- **Excerpted text**:

_ _ _ _

Chapter 4

Question 1

Cellular respiration equation

Answer 1

C6H12O6 + 6O2 –> 6CO2 + 6H2O

Question 2

Two major pathways of glucose catabolism

Answer 2

anaerobic fermentation
–> occurs in absence of oxygen
–> reduces pyruvic acid to lactic acid
aerobic respiration
–> occurs in the presence of oxygen
–> oxidizes pyruvic acid to CO2 and H2O

Question 3

where does glycolysis occur?

Answer 3

cytoplasm

Question 4

glycolysis

Answer 4

1. priming
   –> glucose phosphorylated twice, converted to fructose 1,6 diPhosphate
   Cost: 2 ATP
2. cleavage to form 2 PGAL
   Fructose 1,6 diphosphate is broken into 2 PGAL
3. Oxidation and dephosphorylation of 2PGAL
   2 PGAL produce 4 ATP, 2 NADH and 2 pyruvic acid
4. oxygen: pyruvic acid enters intermediate step/ mitochondria
   no oxygen present: PA is converted to lactic acid

Question 5

NET gain of ATP during glycolysis

Answer 5

Need 2 ATP during priming
Make 4 ATP during “cleavage”

_ _ _ _

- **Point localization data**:

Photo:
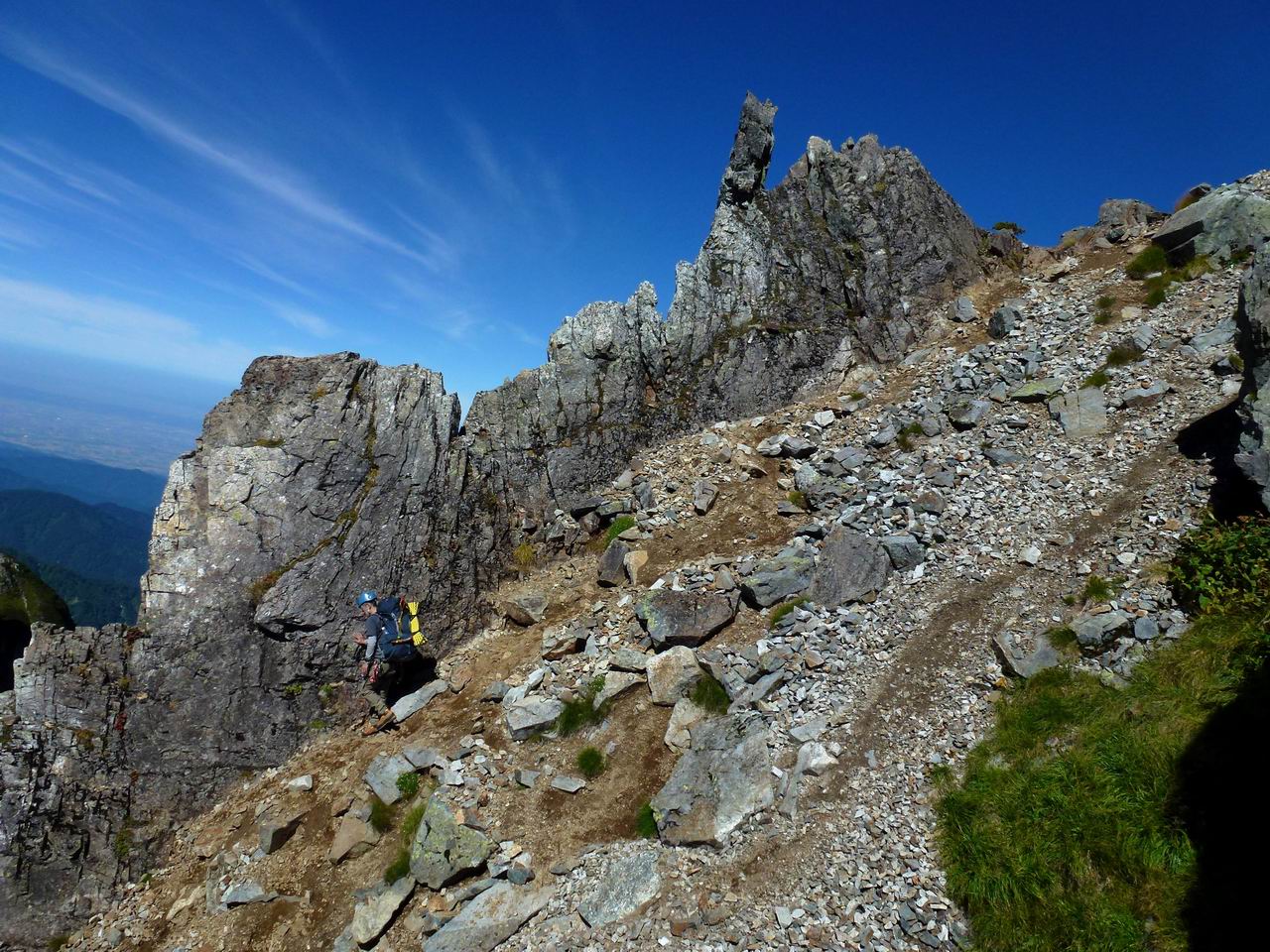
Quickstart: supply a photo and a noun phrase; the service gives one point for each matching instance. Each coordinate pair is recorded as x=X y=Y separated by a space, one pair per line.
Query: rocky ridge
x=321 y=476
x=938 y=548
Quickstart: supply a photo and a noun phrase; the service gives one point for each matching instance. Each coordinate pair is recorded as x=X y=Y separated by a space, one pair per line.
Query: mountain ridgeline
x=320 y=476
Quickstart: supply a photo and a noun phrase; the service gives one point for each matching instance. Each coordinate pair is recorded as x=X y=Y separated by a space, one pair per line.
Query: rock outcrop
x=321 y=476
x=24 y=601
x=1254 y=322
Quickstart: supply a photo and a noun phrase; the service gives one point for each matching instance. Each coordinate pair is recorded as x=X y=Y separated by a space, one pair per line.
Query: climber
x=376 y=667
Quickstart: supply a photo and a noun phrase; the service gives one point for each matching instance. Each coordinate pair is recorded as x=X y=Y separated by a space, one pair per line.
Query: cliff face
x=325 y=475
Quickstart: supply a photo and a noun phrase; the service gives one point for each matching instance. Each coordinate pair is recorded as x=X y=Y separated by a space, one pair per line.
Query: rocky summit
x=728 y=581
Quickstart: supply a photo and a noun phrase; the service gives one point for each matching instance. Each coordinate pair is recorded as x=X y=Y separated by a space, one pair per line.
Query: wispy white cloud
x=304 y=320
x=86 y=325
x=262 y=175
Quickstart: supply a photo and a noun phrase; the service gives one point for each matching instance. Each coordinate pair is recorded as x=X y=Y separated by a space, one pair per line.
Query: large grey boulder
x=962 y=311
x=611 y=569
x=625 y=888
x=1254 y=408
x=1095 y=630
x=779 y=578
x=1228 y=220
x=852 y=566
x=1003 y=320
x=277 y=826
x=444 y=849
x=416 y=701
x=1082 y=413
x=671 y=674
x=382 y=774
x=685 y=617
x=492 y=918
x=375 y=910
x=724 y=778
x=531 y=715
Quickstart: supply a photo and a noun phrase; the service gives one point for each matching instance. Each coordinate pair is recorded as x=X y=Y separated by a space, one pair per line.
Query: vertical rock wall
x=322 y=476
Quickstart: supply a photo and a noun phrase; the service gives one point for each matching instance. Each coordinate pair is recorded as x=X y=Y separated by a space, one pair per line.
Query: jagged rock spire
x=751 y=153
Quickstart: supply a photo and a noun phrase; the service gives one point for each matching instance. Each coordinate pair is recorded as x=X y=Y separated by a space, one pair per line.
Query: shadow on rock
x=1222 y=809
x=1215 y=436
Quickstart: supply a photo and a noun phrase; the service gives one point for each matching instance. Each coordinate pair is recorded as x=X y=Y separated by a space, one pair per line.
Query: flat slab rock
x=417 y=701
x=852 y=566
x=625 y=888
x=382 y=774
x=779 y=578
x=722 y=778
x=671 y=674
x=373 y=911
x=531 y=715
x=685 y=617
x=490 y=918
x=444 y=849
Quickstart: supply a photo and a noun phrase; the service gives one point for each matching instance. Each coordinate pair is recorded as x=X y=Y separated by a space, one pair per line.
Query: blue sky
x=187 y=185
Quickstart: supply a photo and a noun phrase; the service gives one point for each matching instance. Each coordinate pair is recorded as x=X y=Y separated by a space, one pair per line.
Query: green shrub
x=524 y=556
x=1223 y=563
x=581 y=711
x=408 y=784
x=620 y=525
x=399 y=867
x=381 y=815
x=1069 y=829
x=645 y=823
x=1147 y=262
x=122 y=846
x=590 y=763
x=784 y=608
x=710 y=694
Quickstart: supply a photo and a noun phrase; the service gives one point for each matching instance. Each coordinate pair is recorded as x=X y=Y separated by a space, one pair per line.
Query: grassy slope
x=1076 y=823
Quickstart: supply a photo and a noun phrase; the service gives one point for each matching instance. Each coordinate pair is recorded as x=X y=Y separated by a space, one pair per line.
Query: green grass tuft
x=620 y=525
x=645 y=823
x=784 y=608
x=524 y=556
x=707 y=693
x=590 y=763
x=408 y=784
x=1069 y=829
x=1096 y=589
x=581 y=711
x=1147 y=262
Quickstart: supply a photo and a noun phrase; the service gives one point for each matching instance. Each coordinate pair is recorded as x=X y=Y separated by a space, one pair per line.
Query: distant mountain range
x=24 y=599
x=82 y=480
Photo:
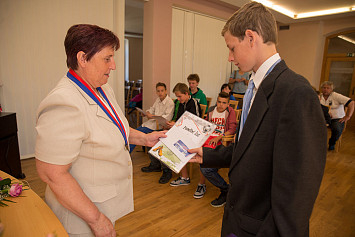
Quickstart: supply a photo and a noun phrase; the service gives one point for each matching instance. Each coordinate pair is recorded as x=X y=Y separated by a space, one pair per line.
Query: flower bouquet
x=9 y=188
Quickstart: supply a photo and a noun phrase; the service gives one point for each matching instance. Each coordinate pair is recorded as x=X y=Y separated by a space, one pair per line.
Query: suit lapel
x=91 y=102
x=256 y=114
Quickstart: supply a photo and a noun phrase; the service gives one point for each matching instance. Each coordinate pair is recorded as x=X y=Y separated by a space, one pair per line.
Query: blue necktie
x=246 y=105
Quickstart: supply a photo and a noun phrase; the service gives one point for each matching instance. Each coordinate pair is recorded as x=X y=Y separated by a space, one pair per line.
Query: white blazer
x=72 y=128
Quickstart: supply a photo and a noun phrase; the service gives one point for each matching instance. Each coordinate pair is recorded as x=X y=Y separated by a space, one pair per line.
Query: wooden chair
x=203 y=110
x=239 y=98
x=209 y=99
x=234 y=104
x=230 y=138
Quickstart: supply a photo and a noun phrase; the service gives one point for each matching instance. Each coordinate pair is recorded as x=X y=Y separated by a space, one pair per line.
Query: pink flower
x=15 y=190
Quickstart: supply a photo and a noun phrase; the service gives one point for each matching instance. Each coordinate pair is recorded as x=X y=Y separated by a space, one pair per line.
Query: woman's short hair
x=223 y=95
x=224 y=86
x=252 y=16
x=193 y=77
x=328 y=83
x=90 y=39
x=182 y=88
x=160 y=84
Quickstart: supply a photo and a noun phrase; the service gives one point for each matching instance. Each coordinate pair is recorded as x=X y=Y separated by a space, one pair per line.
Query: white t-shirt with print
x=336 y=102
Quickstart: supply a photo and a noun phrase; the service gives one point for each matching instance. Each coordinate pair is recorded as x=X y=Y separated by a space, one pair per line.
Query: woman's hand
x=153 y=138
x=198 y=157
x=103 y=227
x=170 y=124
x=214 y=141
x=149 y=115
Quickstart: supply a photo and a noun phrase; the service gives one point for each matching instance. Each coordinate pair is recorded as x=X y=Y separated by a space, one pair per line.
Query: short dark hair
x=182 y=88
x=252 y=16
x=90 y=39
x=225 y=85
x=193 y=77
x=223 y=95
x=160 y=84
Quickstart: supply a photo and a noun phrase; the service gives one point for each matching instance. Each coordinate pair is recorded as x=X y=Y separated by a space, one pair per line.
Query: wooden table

_ _ _ _

- **Work order A**:
Answer each of these about the cellular respiration notes, marking your answers (i), (ii) and (iii):
(i) Where does glycolysis occur?
(ii) How many ATP does the priming step cost?
(iii) In anaerobic fermentation, what is pyruvic acid reduced to?
- **Work order B**:
Carry on the cellular respiration notes from their final line.
The records have no connection to the cellular respiration notes.

- **Result A**:
(i) The cytoplasm
(ii) 2 ATP
(iii) Lactic acid

- **Result B**:
NET Gain = 2 ATP

Question 6

NAD+ and FAD electron carriers

Answer 6

two coenzymes that carry electrions in the form of hydrogen atoms to harvest ATP at the end of the process

Question 7

NAD+

Answer 7

nicotinamide adenine dinucleotide
–> derived from niacin (B vitamin)
–> NAD+ + 2 H –> NADH + H+

Question 8

FAD

Answer 8

flavin adenine dinucleotide
–> derived from riboflavin
–> FAD + 2H –> FADH2

Question 9

anaerobic fermentation

Answer 9

lactic acid leaves the cells that generate it and travels to the liver via the blood
–> when oxygen becomes available the liver oxidizes it back to pyruvic acid
–> oxygen required for this is part of the reason we breathe more vigoursly after exercising

Question 10

aerobic respiration

Answer 10

most of ATP is generated in mitochondria
requires oxygen
pyruvic acid enters the mitochondria and is oxidized by aerbic respiration
Two steps:
1. matrix reactions: their controllign enzymes are in the fluids of mitochondrial matrix
2. membrane reactions: their controlling enzymes are bound to the membranes of the mitrochondrial Cristae

Question 11

The matrix reaction intermediate step

Answer 11

prepares pyruvic acid to enter citric acid cycle
1. decarboxylation– CO2 removed from pyruvic acid to make a C2 compound
2. convert C2 cimpound to aceitic acid (NAD+ removes hydrom atoms from the C2 compound becomes NADH)
3. acetyl group binds to coenzyme A (results in acetyl coA)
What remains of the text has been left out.